* [Votre travail]
- A) Dans le texte sur le cochon, où le cochon est-il attesté il y a environ 9000 ans ?
- B) Résumez le texte sur le cochon en deux phrases.

* [Texte proposé]
((
Le snob aime paraître éclectique . Il ne prend pas grand chose au sérieux. D'ailleurs le snob préfère concentrer toute son intelligence sur des conneries plutôt que de mobiliser toute sa connerie sur des choses intelligentes. Sa patience a des limites... mais il ne faut pas exagérer. Il ne connaît aucune blague belge. Il est extrêmement prétentieux.
Bref, le snob est coupable.
7 janvier 2007 7 07 /01 /janvier /2007 13:39

Cochon vitruvien

 

 

« Puissions-nous être une espèce de Cochons célestes, et devenir libres de nous nourrir de châtaignes et de glands spirituels, ce qui reviendrait à devenir simplement un écureuil et à se nourrir de noisettes.

Car qu'est-ce qu'un écureuil sinon un cochon aérien, ou une noisette sinon une sorte de gland archangélique.»,

 

John Keats (Lettre à J.H. Reynolds, le 3 février 1818).

 

Dans cette citation du londonien protoromantique John Keats, le rapprochement qui est fait entre cochon et écureuil, ne laisse pas de me troubler. Car si historiquement parallèle il y a, c'est habituellement sur le mode négatif que nous le trouvons.

 

L'écureuil, ce petit déluré, ami sautillant des flâneurs et des curistes, n'a pas toujours été considéré avec bienveillance par les auteurs moralistes. Au Moyen Age, ce "singe de la forêt" passe pour paresseux, lubrique, stupide et avaricieux. Le temps de l'écureuil est dépensé en faisant la sieste, ou à jouer et à batifoler dans les arbres. Plus grave, il emmagasine plus de nourriture que nécessaire, et ne se souvient plus des cachettes qu'il a utilisées : signe de sottise. Son pelage roux n'a pas non plus le bonheur de plaire aux clercs venimeux...

 

Quant au cochon, c'est assurément lui qui pâtit de la réputation la plus détestable. Nous savons tous à quel point ses moeurs « coupables » cristallisent l'animosité de toute une civilisation.

En 2007, c'est l'année du cochon qui, en Asie, est un symbole d'abondance et de prospérité. Profitons-en pour faire le point sur cet animal qui a su recevoir les honneurs ésotériques du poète.

 

Les cochons sont sympas 
 

Caractère de cochon

 

Le cochon est attesté dans la péninsule anatolienne il y a environ 9000 ans. Casanier par nature : il ne peut ni transhumer, ni se déplacer avec des groupes humains, c'est ce qui explique qu'il fut domestiqué bien après les bovins et les ovins. Il fallut en effet attendre que l'homme devienne sédentaire et agriculteur, se fixe en un lieu, pour voir apparaître les premiers élevages de porcins. Mais après cela, le cochon reste étroitement associé au quotidien de l'homme pour des siècles, du moins jusqu'à ce qu'il soit détrôné par le mouton et le boeuf.
))
* [Lignes de données]
((
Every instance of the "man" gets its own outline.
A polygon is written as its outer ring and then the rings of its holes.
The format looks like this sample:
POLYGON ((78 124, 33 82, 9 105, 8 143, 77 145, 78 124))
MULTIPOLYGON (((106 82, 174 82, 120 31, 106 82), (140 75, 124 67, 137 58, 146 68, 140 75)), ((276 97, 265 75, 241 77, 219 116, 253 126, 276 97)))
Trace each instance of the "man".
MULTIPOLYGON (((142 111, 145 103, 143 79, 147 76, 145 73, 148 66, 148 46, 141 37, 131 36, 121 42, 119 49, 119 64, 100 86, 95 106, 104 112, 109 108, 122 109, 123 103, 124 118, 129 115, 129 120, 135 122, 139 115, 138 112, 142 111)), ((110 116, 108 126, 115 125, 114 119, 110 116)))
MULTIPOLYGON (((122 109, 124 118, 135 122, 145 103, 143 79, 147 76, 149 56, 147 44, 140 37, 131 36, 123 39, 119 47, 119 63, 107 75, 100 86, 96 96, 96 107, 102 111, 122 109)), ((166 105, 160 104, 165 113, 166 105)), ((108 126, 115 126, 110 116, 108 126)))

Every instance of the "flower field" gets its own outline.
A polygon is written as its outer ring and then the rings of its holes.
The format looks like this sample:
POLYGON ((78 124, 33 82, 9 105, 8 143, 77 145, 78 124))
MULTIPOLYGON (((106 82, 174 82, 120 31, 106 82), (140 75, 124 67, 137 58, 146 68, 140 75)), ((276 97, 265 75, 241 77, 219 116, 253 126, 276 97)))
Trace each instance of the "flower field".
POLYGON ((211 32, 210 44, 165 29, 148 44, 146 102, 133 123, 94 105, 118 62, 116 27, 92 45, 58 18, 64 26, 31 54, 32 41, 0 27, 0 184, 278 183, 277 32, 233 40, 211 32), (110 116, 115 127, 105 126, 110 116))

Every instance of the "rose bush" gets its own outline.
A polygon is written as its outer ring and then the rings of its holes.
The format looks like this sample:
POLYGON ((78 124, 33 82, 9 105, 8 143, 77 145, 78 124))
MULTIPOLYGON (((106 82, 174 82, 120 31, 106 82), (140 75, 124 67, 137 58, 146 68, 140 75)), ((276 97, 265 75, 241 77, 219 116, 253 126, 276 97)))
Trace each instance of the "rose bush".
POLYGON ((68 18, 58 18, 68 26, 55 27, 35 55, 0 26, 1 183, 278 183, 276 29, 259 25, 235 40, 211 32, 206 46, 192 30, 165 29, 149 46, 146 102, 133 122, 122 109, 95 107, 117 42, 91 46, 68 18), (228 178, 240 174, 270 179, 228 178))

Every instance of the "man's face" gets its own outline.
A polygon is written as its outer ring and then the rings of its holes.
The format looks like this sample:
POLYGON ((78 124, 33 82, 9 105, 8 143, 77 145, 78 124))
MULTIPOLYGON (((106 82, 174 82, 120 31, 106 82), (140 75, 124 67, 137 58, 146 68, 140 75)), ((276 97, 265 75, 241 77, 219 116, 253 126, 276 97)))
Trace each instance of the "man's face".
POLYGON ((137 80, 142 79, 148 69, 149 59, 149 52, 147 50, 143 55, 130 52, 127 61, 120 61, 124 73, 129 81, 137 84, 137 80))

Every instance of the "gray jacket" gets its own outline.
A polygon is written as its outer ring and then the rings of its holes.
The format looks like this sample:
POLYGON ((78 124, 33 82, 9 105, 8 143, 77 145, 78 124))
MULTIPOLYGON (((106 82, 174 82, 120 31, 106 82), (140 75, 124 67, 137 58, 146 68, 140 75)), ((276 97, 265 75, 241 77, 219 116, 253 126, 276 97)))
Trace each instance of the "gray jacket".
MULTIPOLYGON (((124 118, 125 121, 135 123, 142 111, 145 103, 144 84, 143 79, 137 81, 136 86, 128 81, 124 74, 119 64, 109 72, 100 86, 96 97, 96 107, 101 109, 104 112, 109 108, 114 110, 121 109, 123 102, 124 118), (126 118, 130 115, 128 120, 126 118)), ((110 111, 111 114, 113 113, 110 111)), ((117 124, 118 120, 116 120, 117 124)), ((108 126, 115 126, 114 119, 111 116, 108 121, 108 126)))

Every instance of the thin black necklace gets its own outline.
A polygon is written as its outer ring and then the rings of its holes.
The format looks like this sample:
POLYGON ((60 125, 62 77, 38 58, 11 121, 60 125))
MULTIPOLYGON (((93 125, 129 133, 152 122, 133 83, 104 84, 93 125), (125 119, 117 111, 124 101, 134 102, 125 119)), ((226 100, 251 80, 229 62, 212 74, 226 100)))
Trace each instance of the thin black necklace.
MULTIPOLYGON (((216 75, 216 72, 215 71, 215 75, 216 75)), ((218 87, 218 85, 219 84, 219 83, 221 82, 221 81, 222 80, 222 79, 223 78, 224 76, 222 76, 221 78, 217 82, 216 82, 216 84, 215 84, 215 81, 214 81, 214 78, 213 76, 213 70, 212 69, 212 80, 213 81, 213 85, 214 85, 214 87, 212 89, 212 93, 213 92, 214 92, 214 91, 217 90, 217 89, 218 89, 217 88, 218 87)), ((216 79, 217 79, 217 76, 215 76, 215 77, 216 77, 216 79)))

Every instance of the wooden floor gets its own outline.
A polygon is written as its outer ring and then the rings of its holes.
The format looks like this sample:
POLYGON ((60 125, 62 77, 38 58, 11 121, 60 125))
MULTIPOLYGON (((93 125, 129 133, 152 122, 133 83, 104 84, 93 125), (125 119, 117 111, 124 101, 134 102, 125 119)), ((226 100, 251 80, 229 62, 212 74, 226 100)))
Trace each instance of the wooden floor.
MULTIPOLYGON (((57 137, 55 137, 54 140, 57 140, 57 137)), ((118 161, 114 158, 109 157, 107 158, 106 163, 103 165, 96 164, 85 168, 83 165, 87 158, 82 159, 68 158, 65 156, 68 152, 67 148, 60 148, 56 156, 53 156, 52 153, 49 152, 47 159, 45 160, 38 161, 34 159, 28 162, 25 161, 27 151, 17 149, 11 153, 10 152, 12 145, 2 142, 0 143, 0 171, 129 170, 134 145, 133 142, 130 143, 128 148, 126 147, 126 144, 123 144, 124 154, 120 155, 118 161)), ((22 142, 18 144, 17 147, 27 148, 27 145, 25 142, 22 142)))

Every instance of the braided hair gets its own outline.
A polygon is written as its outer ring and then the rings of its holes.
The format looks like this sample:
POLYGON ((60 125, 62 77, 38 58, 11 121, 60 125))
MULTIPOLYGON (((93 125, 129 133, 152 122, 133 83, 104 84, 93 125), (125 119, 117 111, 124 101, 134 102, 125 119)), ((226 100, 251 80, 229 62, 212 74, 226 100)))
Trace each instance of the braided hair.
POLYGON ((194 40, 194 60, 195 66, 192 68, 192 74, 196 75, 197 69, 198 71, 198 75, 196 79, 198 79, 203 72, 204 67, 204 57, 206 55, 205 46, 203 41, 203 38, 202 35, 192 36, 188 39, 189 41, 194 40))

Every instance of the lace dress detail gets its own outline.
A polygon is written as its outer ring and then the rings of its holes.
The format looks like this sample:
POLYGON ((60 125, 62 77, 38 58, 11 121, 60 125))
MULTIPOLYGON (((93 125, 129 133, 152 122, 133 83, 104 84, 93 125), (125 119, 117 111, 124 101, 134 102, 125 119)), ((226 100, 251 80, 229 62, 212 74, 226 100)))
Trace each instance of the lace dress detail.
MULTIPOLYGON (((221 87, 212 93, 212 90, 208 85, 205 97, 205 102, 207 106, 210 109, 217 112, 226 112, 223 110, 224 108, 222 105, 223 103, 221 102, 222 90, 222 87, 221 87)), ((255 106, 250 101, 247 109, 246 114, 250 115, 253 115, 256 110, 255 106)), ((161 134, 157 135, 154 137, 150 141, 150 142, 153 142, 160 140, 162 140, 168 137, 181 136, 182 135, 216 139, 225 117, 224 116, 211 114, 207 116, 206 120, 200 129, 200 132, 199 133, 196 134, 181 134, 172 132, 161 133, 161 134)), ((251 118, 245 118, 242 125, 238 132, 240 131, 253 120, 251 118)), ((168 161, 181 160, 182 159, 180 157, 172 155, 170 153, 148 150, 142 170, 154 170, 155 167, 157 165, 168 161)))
))
* [Corrigé]
- A) Dans la péninsule anatolienne.

- B) À partir d'une citation de John Keats qui rapproche le cochon de l'écureuil, le texte rappelle que ces deux animaux ont surtout été vus de façon négative : au Moyen Âge, l'écureuil passait pour paresseux, lubrique, stupide et avaricieux, et le cochon souffre de la réputation la plus détestable. Le cochon, attesté il y a environ 9000 ans, n'a été domestiqué qu'une fois l'homme devenu sédentaire et agriculteur, puis il est resté étroitement associé à son quotidien pendant des siècles.